[begin Material for the task]

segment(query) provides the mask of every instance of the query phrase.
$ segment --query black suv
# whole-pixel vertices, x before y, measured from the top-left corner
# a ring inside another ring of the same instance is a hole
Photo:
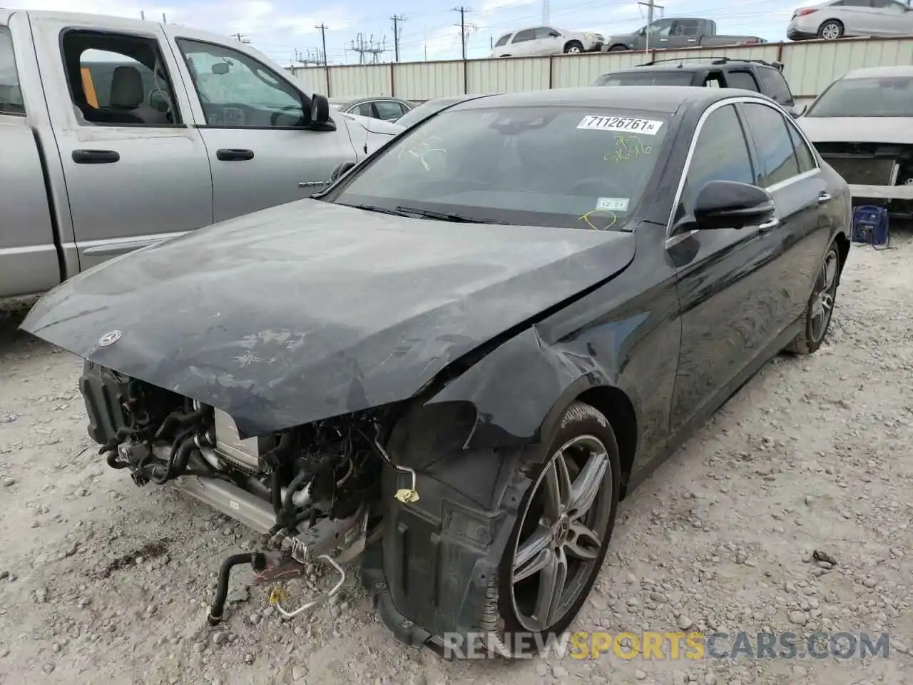
[[[670,58],[603,74],[593,85],[741,88],[763,93],[798,117],[802,111],[796,107],[782,70],[781,62],[763,59]]]

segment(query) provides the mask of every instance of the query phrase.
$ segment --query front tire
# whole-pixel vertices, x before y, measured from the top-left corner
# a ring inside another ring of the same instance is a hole
[[[818,26],[818,37],[824,40],[836,40],[843,37],[844,25],[836,19],[828,19]]]
[[[574,402],[529,475],[498,574],[496,637],[530,653],[562,633],[593,589],[618,508],[621,469],[614,432],[603,414]],[[535,639],[520,642],[518,634]]]
[[[786,352],[812,354],[821,347],[831,326],[839,282],[840,250],[834,241],[828,246],[812,287],[812,296],[803,315],[805,328],[790,342]]]

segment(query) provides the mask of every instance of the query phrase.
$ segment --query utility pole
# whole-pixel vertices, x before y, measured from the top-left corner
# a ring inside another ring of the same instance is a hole
[[[459,12],[459,24],[454,26],[459,26],[460,39],[463,42],[463,61],[466,61],[466,13],[472,12],[472,10],[461,5],[458,7],[454,7],[453,11]]]
[[[323,66],[327,66],[327,29],[330,26],[324,26],[323,22],[318,24],[314,28],[320,29],[320,43],[323,45]]]
[[[399,42],[402,35],[400,34],[400,24],[405,21],[404,16],[397,16],[394,15],[390,17],[394,22],[394,59],[399,61]]]
[[[650,28],[653,26],[653,11],[656,9],[663,9],[662,5],[656,5],[654,0],[639,0],[637,5],[646,5],[646,43],[644,47],[644,52],[650,51]]]

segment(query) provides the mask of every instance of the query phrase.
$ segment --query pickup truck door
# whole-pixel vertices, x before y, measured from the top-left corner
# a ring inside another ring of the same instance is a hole
[[[216,221],[320,191],[341,162],[356,161],[342,117],[336,131],[301,127],[303,94],[257,50],[165,25],[213,171]]]
[[[65,253],[84,270],[212,224],[206,150],[160,27],[64,14],[30,23],[53,131],[44,143],[56,139],[73,224]],[[85,64],[100,59],[117,66],[96,83]]]

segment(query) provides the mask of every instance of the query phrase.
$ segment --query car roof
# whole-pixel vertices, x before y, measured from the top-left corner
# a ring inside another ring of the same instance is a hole
[[[867,67],[861,69],[853,69],[842,78],[844,79],[881,79],[889,76],[908,76],[913,77],[913,66],[907,64],[897,67]]]
[[[502,93],[476,99],[456,105],[454,110],[488,107],[612,107],[619,110],[643,110],[666,114],[677,111],[683,104],[706,106],[733,95],[759,93],[734,88],[696,88],[694,86],[625,86],[624,88],[559,88],[551,90],[527,90]]]

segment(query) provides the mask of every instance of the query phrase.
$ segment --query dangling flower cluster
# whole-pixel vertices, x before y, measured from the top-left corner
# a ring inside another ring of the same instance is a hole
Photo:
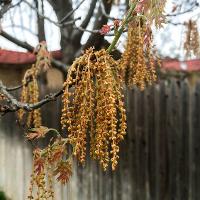
[[[104,170],[110,161],[112,169],[116,168],[119,142],[126,130],[126,113],[116,65],[105,50],[95,52],[88,49],[72,64],[62,97],[61,124],[68,130],[73,155],[84,164],[89,140],[90,155]],[[89,139],[87,132],[90,133]]]
[[[126,49],[120,61],[125,83],[144,90],[156,80],[155,59],[150,28],[141,21],[129,24]]]
[[[28,69],[22,80],[23,88],[21,93],[21,102],[35,104],[39,101],[39,87],[37,77],[40,73],[47,71],[50,67],[50,54],[47,51],[46,43],[41,42],[35,50],[36,63]],[[27,127],[39,127],[41,126],[41,113],[40,109],[34,109],[25,116],[25,111],[20,109],[18,111],[19,121],[23,121],[26,117]]]
[[[6,98],[5,98],[4,94],[0,93],[0,101],[3,101],[3,100],[5,100],[5,99],[6,99]]]
[[[54,129],[41,126],[30,129],[26,137],[28,140],[44,138],[49,131],[58,134]],[[66,151],[66,144],[67,139],[57,135],[46,148],[34,150],[28,199],[55,199],[53,178],[57,177],[62,184],[68,182],[72,175],[72,160]]]
[[[186,25],[186,37],[184,42],[184,49],[186,50],[186,57],[200,56],[200,46],[199,46],[199,31],[197,27],[197,22],[189,20]]]

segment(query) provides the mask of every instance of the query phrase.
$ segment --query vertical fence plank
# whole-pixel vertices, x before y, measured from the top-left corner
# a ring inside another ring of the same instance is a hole
[[[158,199],[167,200],[168,197],[168,133],[167,133],[167,102],[168,94],[166,91],[166,82],[162,81],[159,88],[159,117],[156,118],[159,123],[158,128],[158,148],[159,148],[159,173],[158,173]]]
[[[181,83],[181,160],[180,160],[180,199],[189,199],[189,132],[190,132],[190,92],[187,82]]]
[[[192,199],[200,199],[200,83],[192,95],[193,185]]]

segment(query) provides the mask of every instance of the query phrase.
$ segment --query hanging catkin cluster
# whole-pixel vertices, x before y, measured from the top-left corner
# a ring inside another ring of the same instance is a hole
[[[98,160],[104,170],[111,161],[114,170],[119,158],[119,142],[126,130],[115,60],[105,50],[87,50],[70,68],[62,101],[61,124],[68,130],[73,154],[84,163],[87,141],[90,141],[91,157]]]
[[[61,138],[55,129],[44,126],[30,129],[26,137],[28,140],[41,139],[49,131],[57,134],[51,139],[47,147],[36,148],[33,152],[33,171],[29,186],[28,199],[55,199],[53,178],[65,184],[72,175],[72,159],[67,152],[67,139]]]
[[[28,69],[22,80],[22,93],[21,102],[35,104],[39,101],[39,87],[37,77],[41,72],[46,71],[50,67],[50,54],[47,51],[46,43],[41,42],[35,50],[36,63]],[[40,127],[41,126],[41,113],[40,109],[34,109],[25,116],[24,110],[18,111],[19,121],[23,121],[26,117],[27,127]]]
[[[186,25],[186,37],[184,42],[184,49],[186,51],[186,57],[200,56],[199,46],[199,31],[196,21],[189,20]]]
[[[123,79],[129,87],[136,85],[144,90],[157,78],[151,42],[151,32],[145,24],[129,25],[127,44],[120,61]]]

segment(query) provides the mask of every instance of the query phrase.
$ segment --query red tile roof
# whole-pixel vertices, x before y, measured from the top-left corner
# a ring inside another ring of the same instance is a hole
[[[52,57],[61,59],[61,52],[52,51]],[[32,53],[17,52],[0,49],[0,64],[13,64],[23,65],[31,64],[35,61],[35,55]],[[162,68],[165,70],[177,70],[177,71],[200,71],[200,60],[187,60],[179,61],[176,59],[163,59]]]

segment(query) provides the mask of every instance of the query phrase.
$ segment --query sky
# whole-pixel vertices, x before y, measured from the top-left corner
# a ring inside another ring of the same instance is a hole
[[[13,4],[17,3],[19,0],[13,0]],[[27,0],[28,2],[32,3],[32,0]],[[84,16],[85,11],[87,10],[91,0],[85,1],[82,6],[80,7],[79,11],[75,13],[75,17]],[[178,2],[181,0],[177,0]],[[182,0],[184,1],[184,0]],[[199,0],[200,1],[200,0]],[[171,13],[173,7],[174,0],[168,0],[167,5],[165,8],[165,13]],[[54,11],[52,10],[51,6],[45,0],[45,16],[51,16],[51,19],[57,21]],[[75,5],[74,5],[75,6]],[[111,12],[111,16],[116,16],[116,13],[121,12],[119,7],[114,7]],[[177,22],[184,22],[187,21],[189,18],[196,19],[199,18],[198,13],[200,13],[200,9],[196,9],[191,13],[186,13],[179,17],[173,18],[173,23]],[[118,14],[118,16],[121,16]],[[17,37],[22,41],[27,41],[32,46],[36,46],[38,44],[37,41],[37,27],[36,27],[36,14],[33,12],[30,7],[22,3],[21,6],[11,9],[6,15],[3,17],[1,21],[1,26],[3,30],[10,33],[11,35]],[[171,20],[171,19],[170,19]],[[80,24],[81,21],[77,22],[77,25]],[[88,29],[92,29],[92,22],[89,24]],[[60,49],[60,34],[59,28],[54,24],[45,20],[45,30],[46,31],[46,39],[48,44],[49,50],[58,50]],[[163,28],[156,30],[153,28],[154,33],[154,43],[159,51],[159,53],[163,57],[178,57],[180,60],[184,60],[184,50],[182,48],[183,41],[184,41],[184,33],[185,28],[184,26],[177,25],[174,26],[172,24],[164,25]],[[83,43],[87,39],[88,34],[84,34]],[[109,41],[112,40],[112,37],[107,37]],[[125,36],[120,39],[118,44],[119,49],[123,49],[125,44]],[[0,37],[0,47],[3,49],[10,49],[10,50],[17,50],[17,51],[26,51],[15,44],[7,41],[6,39]]]

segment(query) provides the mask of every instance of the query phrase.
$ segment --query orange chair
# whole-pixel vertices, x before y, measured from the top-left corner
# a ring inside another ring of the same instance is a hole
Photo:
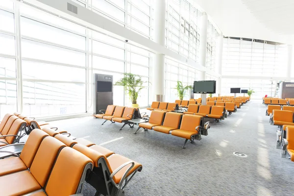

[end Material for the task]

Your objective: From the records above, pick out every line that contains the string "cluster", matching case exactly.

Final result:
$ segment --query dangling flower cluster
$ segment --query hanging catkin cluster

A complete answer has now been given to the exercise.